[start Given entries]

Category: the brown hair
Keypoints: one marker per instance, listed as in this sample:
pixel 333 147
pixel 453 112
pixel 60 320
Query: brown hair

[end Given entries]

| Your instructions |
Copy out every line of the listing above without changing anything.

| Complete output |
Category: the brown hair
Keypoints: one marker per instance, listed as in this sample:
pixel 333 147
pixel 453 112
pixel 60 320
Query: brown hair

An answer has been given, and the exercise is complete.